● EXERCISE DETAILS
In the market newsletter below, what new price target for gold did Goldman Sachs announce?

● EXCERPT TO READ
NEW EPISODE: Prime Minister Mark Carney declared a new world order at Davos this week, what does that mean for your money? In this episode of In the Money with Amber Kanwar, Amber sits down with David Picton, CEO of PICTON Investments, Canada’s largest hedge fund, to unpack what a shifting global order means for investors. Tune in now!
Something new is happening in our house. The eldest woke up before the whole house (sadly, that is not new) but instead of coming to our room to act as our pre-dawn alarm she went straight to the kitchen. For several minutes I heard banging around in the kitchen and thought about the trade off between staying cozy in bed and the house potentially going up in flames. To my surprise not only was the house not in flames, but she made her own breakfast. Scrambled eggs and French toast! After sitting down to enjoy the fruits of her labour she declared after one bite, “Yuck, this tastes disgusting!” I guess she inherited her mother’s cooking skills.
Here are five things to know:
TACO: US futures are rallying building on yesterday’s gains after US President Donald Trump backed off from the worst of his Greenland threats. Trump said in his speech at Davos he wouldn’t use violence and later at a meeting with the General Secretary of NATO said that a framework was in place that was acceptable to him. Reports suggest this includes US military zones and access to critical minerals. And thus ends Greenland’s 15-minutes. Gold didn’t move on as easily with prices hitting a new record. This morning Goldman Sachs increased their target for bullion to $5,400/oz implying 10% upside from here. We talked gold with Picton on the podcast who said fund managers all say gold has overshot all their models. Picton argues that owning gold is really just about answering one question: “Do I feel better about the prospects for my currency and the leadership that’s in charge of it, or do I feel worse?” His bet is that in this environment, most feel worse. Having said that, gold is slightly lower and tech is back in rally mode. Intel reports today after the bell.
High bar: GE failed to clear a high bar in its earnings and the stock is trading down in the pre-market. The actual results were solid for the aircraft engine supplier: profit, sales and free cash all handily beat expectations. However, the outlook for 2026 suggests sales growth will slow from 2025. Call this nitpicking, because the outlook was higher than consensus estimates. Keep in mind the stock is up 70% over the past year so this could just be an excuse to sell. TD’s Gautam Khanna says the results “should be good enough” and is “likely conservative.” Commentary from GE is also pretty upbeat with the CEO saying they’re not concerned about the demand environment insisting there is “no talk of a slowdown” in airline or defense demand.

● SUPPLIED INFORMATION
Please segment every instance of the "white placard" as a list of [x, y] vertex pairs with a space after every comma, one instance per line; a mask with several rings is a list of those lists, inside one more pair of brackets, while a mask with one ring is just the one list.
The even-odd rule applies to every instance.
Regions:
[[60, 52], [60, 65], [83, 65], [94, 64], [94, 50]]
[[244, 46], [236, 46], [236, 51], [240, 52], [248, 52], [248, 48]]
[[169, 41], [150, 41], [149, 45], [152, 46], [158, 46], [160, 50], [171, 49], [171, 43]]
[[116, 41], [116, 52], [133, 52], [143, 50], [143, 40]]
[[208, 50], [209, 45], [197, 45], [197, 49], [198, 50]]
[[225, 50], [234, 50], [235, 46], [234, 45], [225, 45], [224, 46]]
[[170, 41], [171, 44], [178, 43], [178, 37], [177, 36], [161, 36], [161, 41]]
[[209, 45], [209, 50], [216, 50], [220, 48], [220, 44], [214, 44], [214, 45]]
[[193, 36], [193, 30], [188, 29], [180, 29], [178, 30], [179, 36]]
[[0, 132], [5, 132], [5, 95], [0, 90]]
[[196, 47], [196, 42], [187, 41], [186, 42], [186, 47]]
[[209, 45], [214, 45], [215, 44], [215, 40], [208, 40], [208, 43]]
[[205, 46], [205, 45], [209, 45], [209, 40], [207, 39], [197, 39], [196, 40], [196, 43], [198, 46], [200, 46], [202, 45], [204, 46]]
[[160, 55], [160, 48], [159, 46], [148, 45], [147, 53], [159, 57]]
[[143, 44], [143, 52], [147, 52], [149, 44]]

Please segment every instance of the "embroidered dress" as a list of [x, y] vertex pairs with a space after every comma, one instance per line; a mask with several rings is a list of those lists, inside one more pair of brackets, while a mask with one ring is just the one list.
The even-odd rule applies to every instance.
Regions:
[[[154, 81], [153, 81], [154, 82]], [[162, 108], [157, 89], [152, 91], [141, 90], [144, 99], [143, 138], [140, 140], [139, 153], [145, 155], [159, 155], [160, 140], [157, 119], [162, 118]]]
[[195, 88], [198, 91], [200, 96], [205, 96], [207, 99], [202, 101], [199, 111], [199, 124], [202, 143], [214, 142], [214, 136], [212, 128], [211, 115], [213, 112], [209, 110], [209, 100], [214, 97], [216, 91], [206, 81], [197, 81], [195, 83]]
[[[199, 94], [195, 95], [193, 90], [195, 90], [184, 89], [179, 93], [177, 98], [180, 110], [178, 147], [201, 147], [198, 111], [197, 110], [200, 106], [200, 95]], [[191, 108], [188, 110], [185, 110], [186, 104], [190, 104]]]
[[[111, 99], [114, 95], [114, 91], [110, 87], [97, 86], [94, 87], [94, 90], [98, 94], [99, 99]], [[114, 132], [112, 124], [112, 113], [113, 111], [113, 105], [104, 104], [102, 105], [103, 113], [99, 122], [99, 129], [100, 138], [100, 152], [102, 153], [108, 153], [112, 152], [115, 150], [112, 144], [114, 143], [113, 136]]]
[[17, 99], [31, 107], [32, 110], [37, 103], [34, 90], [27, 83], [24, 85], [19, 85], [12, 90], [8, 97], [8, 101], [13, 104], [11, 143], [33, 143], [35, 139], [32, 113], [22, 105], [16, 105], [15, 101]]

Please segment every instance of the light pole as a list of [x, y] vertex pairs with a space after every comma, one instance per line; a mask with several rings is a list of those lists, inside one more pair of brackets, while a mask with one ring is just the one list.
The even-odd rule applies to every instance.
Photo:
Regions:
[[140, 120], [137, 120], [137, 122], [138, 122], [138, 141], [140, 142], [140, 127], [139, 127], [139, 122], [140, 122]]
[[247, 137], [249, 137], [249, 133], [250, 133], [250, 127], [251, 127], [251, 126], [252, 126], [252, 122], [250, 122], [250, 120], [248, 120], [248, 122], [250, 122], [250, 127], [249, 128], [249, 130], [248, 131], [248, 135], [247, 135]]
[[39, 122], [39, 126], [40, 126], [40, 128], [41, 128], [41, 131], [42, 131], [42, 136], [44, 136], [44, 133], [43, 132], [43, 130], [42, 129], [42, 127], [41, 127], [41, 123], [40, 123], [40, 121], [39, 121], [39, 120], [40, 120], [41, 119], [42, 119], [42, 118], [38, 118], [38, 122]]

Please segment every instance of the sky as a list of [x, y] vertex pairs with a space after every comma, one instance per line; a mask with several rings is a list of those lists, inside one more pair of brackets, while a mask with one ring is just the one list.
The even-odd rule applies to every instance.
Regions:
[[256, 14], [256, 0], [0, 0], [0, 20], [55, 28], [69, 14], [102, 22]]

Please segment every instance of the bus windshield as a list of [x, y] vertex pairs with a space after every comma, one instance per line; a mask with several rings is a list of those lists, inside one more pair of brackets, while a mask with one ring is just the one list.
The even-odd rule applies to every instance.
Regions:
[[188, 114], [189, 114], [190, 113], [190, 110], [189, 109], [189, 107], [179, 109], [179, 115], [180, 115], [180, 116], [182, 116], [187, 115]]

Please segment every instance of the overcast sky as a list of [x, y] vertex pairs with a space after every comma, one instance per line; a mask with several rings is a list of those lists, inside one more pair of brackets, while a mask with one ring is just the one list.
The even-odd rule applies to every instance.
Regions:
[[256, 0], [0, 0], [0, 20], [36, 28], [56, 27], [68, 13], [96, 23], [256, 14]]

● WORKED SOLUTION
$5,400/oz